### What to produce
I'd like the entries repeated exactly, without their pictures.

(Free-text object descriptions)
BEGIN

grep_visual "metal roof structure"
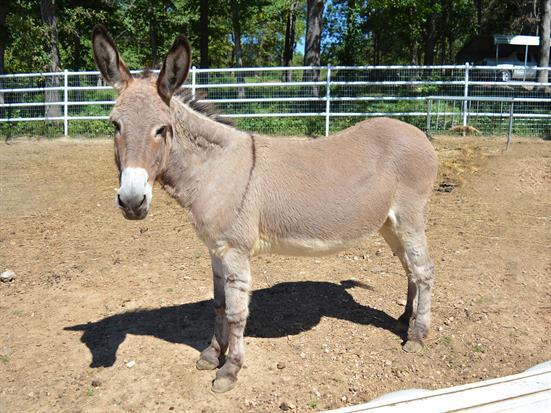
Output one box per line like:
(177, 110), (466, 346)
(493, 35), (542, 46)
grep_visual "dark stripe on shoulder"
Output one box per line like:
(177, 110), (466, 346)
(237, 133), (257, 215)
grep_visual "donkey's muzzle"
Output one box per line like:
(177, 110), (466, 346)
(117, 194), (147, 219)
(116, 167), (152, 220)
(117, 193), (146, 209)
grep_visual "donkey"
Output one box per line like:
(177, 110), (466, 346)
(92, 25), (437, 393)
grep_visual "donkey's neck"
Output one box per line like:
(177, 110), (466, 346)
(160, 102), (250, 211)
(173, 101), (238, 148)
(159, 138), (204, 209)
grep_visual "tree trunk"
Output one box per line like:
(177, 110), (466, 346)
(40, 0), (62, 118)
(538, 0), (550, 83)
(411, 42), (418, 65)
(373, 30), (380, 65)
(149, 0), (158, 67)
(423, 10), (437, 65)
(0, 1), (6, 75)
(282, 0), (298, 82)
(230, 0), (244, 98)
(199, 0), (208, 68)
(439, 37), (446, 65)
(476, 0), (483, 34)
(304, 0), (324, 97)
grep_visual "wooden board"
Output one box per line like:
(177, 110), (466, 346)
(328, 362), (551, 413)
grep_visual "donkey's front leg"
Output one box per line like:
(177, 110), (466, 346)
(212, 249), (251, 393)
(196, 254), (228, 370)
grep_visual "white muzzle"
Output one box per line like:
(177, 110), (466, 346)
(116, 167), (153, 220)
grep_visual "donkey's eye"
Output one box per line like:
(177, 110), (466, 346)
(155, 126), (167, 138)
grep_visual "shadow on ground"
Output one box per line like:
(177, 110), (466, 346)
(65, 280), (404, 368)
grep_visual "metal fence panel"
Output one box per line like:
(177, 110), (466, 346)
(1, 65), (550, 139)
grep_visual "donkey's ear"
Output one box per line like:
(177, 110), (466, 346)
(91, 24), (132, 93)
(157, 35), (191, 104)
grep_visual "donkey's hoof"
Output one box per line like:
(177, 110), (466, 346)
(212, 376), (237, 393)
(196, 356), (219, 370)
(403, 340), (423, 353)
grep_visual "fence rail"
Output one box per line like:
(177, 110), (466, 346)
(1, 64), (550, 139)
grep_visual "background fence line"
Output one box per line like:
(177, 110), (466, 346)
(0, 64), (550, 139)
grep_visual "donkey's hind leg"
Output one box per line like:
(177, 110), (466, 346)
(379, 219), (416, 331)
(379, 208), (435, 353)
(196, 254), (229, 370)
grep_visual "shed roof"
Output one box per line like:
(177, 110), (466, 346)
(494, 35), (541, 46)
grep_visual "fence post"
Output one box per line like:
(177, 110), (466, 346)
(462, 62), (469, 136)
(191, 66), (196, 100)
(506, 100), (514, 150)
(426, 98), (432, 133)
(63, 69), (68, 136)
(325, 66), (331, 137)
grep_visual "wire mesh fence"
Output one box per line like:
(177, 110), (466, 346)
(1, 64), (550, 139)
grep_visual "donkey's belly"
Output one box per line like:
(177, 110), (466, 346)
(252, 235), (369, 257)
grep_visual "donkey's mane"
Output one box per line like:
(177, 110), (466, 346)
(137, 68), (156, 79)
(173, 89), (234, 127)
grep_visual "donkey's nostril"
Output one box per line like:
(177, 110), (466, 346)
(139, 195), (146, 207)
(117, 193), (126, 208)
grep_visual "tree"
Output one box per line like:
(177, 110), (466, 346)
(323, 0), (369, 66)
(0, 0), (7, 120)
(40, 0), (60, 73)
(341, 0), (362, 65)
(0, 1), (7, 75)
(230, 0), (245, 97)
(304, 0), (324, 67)
(304, 0), (324, 96)
(282, 0), (298, 80)
(199, 0), (208, 68)
(148, 0), (159, 67)
(230, 0), (243, 71)
(538, 0), (550, 83)
(475, 0), (483, 33)
(423, 1), (438, 65)
(40, 0), (62, 118)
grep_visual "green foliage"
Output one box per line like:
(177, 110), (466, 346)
(59, 6), (110, 70)
(238, 116), (324, 137)
(3, 0), (545, 72)
(5, 2), (50, 72)
(324, 0), (371, 65)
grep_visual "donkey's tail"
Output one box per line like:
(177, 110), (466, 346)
(340, 279), (374, 291)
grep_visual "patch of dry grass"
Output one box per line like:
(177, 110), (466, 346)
(432, 136), (500, 188)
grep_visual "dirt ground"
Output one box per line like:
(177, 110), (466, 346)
(0, 135), (550, 413)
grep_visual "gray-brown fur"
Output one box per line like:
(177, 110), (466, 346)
(92, 25), (438, 393)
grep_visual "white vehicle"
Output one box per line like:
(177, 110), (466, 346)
(482, 35), (545, 82)
(483, 51), (538, 82)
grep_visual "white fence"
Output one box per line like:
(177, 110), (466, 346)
(0, 64), (550, 139)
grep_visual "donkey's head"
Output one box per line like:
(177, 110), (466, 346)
(92, 24), (191, 220)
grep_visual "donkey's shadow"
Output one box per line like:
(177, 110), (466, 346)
(65, 280), (404, 368)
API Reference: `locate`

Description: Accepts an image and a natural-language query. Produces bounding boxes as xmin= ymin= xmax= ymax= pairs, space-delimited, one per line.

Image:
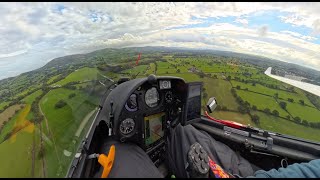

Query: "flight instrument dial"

xmin=119 ymin=118 xmax=135 ymax=135
xmin=145 ymin=87 xmax=159 ymax=108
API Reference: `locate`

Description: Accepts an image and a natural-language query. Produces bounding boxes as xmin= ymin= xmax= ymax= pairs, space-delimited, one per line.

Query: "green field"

xmin=156 ymin=61 xmax=178 ymax=74
xmin=253 ymin=111 xmax=320 ymax=142
xmin=200 ymin=63 xmax=239 ymax=73
xmin=237 ymin=90 xmax=289 ymax=117
xmin=231 ymin=80 xmax=314 ymax=107
xmin=0 ymin=103 xmax=41 ymax=178
xmin=54 ymin=67 xmax=99 ymax=86
xmin=146 ymin=63 xmax=156 ymax=75
xmin=0 ymin=101 xmax=10 ymax=111
xmin=73 ymin=82 xmax=92 ymax=89
xmin=202 ymin=78 xmax=239 ymax=111
xmin=40 ymin=88 xmax=98 ymax=177
xmin=286 ymin=103 xmax=320 ymax=122
xmin=22 ymin=90 xmax=43 ymax=104
xmin=16 ymin=88 xmax=34 ymax=98
xmin=47 ymin=74 xmax=61 ymax=84
xmin=1 ymin=50 xmax=320 ymax=178
xmin=165 ymin=73 xmax=201 ymax=82
xmin=0 ymin=105 xmax=29 ymax=142
xmin=0 ymin=130 xmax=37 ymax=177
xmin=121 ymin=65 xmax=148 ymax=75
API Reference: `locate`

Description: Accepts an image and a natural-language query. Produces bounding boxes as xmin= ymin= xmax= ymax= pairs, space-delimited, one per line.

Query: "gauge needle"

END

### Output for this task
grep_visual "metal roof structure"
Output one box per line like:
(177, 110), (466, 346)
(493, 35), (542, 46)
grep_visual "dark stripe on shoulder"
Output one box per line like:
(177, 110), (466, 346)
(237, 133), (257, 215)
grep_visual "donkey's muzzle"
Output one box per line like:
(177, 110), (466, 346)
(117, 194), (147, 219)
(116, 167), (152, 220)
(117, 193), (146, 209)
grep_visual "donkey"
Output one box per line like:
(177, 110), (466, 346)
(92, 25), (437, 393)
grep_visual "donkey's neck"
Output one box per line like:
(177, 110), (466, 346)
(160, 102), (250, 211)
(173, 101), (238, 148)
(159, 138), (204, 209)
grep_visual "tree trunk"
Output one box per line like:
(177, 110), (466, 346)
(40, 0), (62, 118)
(538, 0), (550, 83)
(411, 42), (418, 65)
(373, 30), (380, 65)
(149, 0), (158, 67)
(423, 10), (437, 65)
(0, 1), (6, 75)
(282, 0), (298, 82)
(230, 0), (244, 98)
(199, 0), (208, 68)
(439, 37), (446, 65)
(476, 0), (483, 34)
(304, 0), (324, 97)
grep_visual "wooden board"
Output one box per line like:
(177, 110), (466, 346)
(328, 362), (551, 413)
grep_visual "donkey's front leg"
Output one box per line like:
(177, 110), (466, 346)
(212, 249), (251, 393)
(196, 254), (228, 370)
grep_visual "white muzzle"
Output one box per line like:
(177, 110), (466, 346)
(116, 167), (153, 220)
grep_visual "donkey's eye"
Output one box per line like:
(177, 110), (466, 346)
(155, 126), (167, 138)
grep_visual "shadow on ground"
Output one box per line like:
(177, 110), (466, 346)
(65, 280), (404, 368)
grep_visual "metal fence panel"
Output one box per line like:
(177, 110), (466, 346)
(1, 65), (550, 139)
grep_visual "donkey's ear"
Output one box per line like:
(177, 110), (466, 346)
(91, 24), (132, 93)
(157, 35), (191, 104)
grep_visual "donkey's hoof"
Output one box per line like:
(177, 110), (466, 346)
(212, 376), (237, 393)
(196, 356), (219, 370)
(403, 340), (423, 353)
grep_visual "fence rail"
Output one box per line like:
(177, 110), (466, 346)
(1, 64), (550, 139)
grep_visual "background fence line"
Output one box per line like:
(177, 110), (466, 346)
(0, 64), (550, 139)
grep_visual "donkey's hind leg"
Output one box per line like:
(177, 110), (466, 346)
(379, 219), (416, 331)
(379, 208), (435, 353)
(196, 254), (229, 370)
grep_visual "shed roof"
Output one box per line like:
(177, 110), (466, 346)
(494, 35), (541, 46)
grep_visual "fence post"
Output one box per line like:
(177, 110), (466, 346)
(462, 62), (469, 136)
(191, 66), (196, 100)
(506, 100), (514, 150)
(426, 98), (432, 133)
(63, 69), (68, 136)
(325, 66), (331, 137)
grep_visual "wire mesh fence"
Output one box per line like:
(177, 110), (466, 346)
(1, 64), (550, 139)
grep_visual "donkey's belly"
Output one box per line like:
(177, 110), (466, 346)
(252, 235), (369, 257)
grep_visual "donkey's mane"
Output one box per line like:
(177, 110), (466, 346)
(137, 68), (156, 79)
(173, 89), (234, 127)
grep_visual "donkey's nostril"
Output one box per line like:
(177, 110), (466, 346)
(139, 195), (146, 207)
(117, 193), (126, 208)
grep_visual "tree"
Output one box per line like:
(177, 110), (466, 346)
(323, 0), (369, 66)
(0, 0), (7, 120)
(40, 0), (60, 73)
(341, 0), (362, 65)
(0, 1), (7, 75)
(230, 0), (245, 97)
(304, 0), (324, 67)
(304, 0), (324, 96)
(282, 0), (298, 80)
(199, 0), (208, 68)
(148, 0), (159, 67)
(230, 0), (243, 71)
(538, 0), (550, 83)
(475, 0), (483, 33)
(423, 1), (438, 65)
(40, 0), (62, 118)
grep_visual "green foliage"
Output one box per line like:
(177, 110), (466, 346)
(59, 6), (110, 70)
(238, 116), (324, 137)
(3, 0), (545, 72)
(5, 2), (50, 72)
(324, 0), (371, 65)
grep_visual "donkey's tail"
Output one box per line like:
(177, 110), (466, 346)
(340, 279), (374, 291)
grep_visual "patch of dry grass"
Output one box per line like:
(177, 110), (466, 346)
(432, 136), (500, 188)
grep_visual "dirt ground"
Output one box per line like:
(177, 110), (466, 346)
(0, 135), (550, 413)
grep_visual "gray-brown fur"
Output one box per line like:
(177, 110), (466, 346)
(92, 25), (438, 393)
grep_visual "white vehicle"
Output one box per line like:
(177, 110), (466, 346)
(482, 35), (545, 82)
(483, 51), (538, 82)
grep_visual "white fence"
Output one box per line like:
(177, 110), (466, 346)
(0, 64), (550, 139)
grep_visual "donkey's head"
Output one box per line like:
(177, 110), (466, 346)
(92, 24), (191, 220)
grep_visual "donkey's shadow"
Output one box per line like:
(177, 110), (466, 346)
(65, 280), (404, 368)
API Reference: `locate`

Description: Accepts an image and a natural-language query. Produces bounding boxes as xmin= ymin= xmax= ymax= pairs, space-delimited, one per line.

Image:

Query: "flight instrument dial"

xmin=119 ymin=118 xmax=135 ymax=135
xmin=145 ymin=87 xmax=159 ymax=108
API Reference: `locate`

Description: Accepts an image and a natural-language query. Produces bounding boxes as xmin= ymin= xmax= ymax= pairs, space-delimited, one per line.

Query: "green field"

xmin=156 ymin=61 xmax=178 ymax=74
xmin=253 ymin=111 xmax=320 ymax=142
xmin=200 ymin=63 xmax=239 ymax=73
xmin=237 ymin=90 xmax=289 ymax=117
xmin=231 ymin=80 xmax=314 ymax=107
xmin=0 ymin=103 xmax=41 ymax=178
xmin=54 ymin=67 xmax=99 ymax=86
xmin=146 ymin=63 xmax=156 ymax=75
xmin=0 ymin=101 xmax=10 ymax=111
xmin=73 ymin=82 xmax=92 ymax=89
xmin=202 ymin=78 xmax=239 ymax=111
xmin=40 ymin=88 xmax=98 ymax=177
xmin=286 ymin=103 xmax=320 ymax=122
xmin=22 ymin=90 xmax=43 ymax=104
xmin=16 ymin=88 xmax=34 ymax=98
xmin=47 ymin=74 xmax=61 ymax=84
xmin=1 ymin=50 xmax=320 ymax=178
xmin=165 ymin=73 xmax=201 ymax=82
xmin=0 ymin=105 xmax=29 ymax=142
xmin=0 ymin=130 xmax=37 ymax=177
xmin=121 ymin=65 xmax=148 ymax=75
API Reference: `locate`

Description: Accepts an image and a natural-language query. Produces bounding boxes as xmin= ymin= xmax= ymax= pairs, space-delimited, one per line.

Query: "gauge needle"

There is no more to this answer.